Start
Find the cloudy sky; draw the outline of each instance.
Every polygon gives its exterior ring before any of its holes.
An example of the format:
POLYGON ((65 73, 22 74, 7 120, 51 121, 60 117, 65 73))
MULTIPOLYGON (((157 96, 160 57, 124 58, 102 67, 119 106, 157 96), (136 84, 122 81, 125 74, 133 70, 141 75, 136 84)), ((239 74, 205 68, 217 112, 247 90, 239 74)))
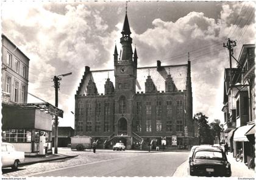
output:
MULTIPOLYGON (((2 3, 2 32, 30 59, 29 92, 54 105, 52 78, 73 72, 60 81, 59 106, 65 111, 60 125, 74 127, 70 112, 85 66, 113 68, 125 2, 2 3)), ((236 40, 238 58, 243 44, 255 43, 254 3, 131 1, 127 15, 138 66, 156 66, 157 60, 187 63, 190 52, 193 113, 223 121, 224 69, 229 63, 222 44, 236 40)))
End
> _Required work_: Rewrite the records with "cloudy sky" replaced by "overcast sky" and everything else left unchanged. Omit the pictures from your answer.

> _Expected output_:
Find the overcast sky; draw the outline of each instance.
Every polygon gives its exterior ring before any of its holes.
An example of the format:
POLYGON ((65 73, 22 74, 7 120, 51 121, 60 117, 65 73))
MULTIPOLYGON (((157 96, 160 57, 124 58, 102 67, 119 106, 157 96), (136 84, 122 81, 125 74, 133 70, 141 75, 136 84)), ((239 74, 205 68, 217 112, 247 90, 239 74)))
output:
MULTIPOLYGON (((2 3, 2 32, 30 59, 29 92, 54 105, 52 78, 73 72, 60 81, 59 106, 65 111, 60 125, 74 127, 70 112, 85 66, 113 68, 125 2, 2 3)), ((236 40, 238 58, 243 44, 255 43, 254 3, 131 1, 127 15, 138 66, 156 66, 157 60, 187 63, 190 52, 193 113, 223 121, 224 69, 229 63, 222 44, 236 40)))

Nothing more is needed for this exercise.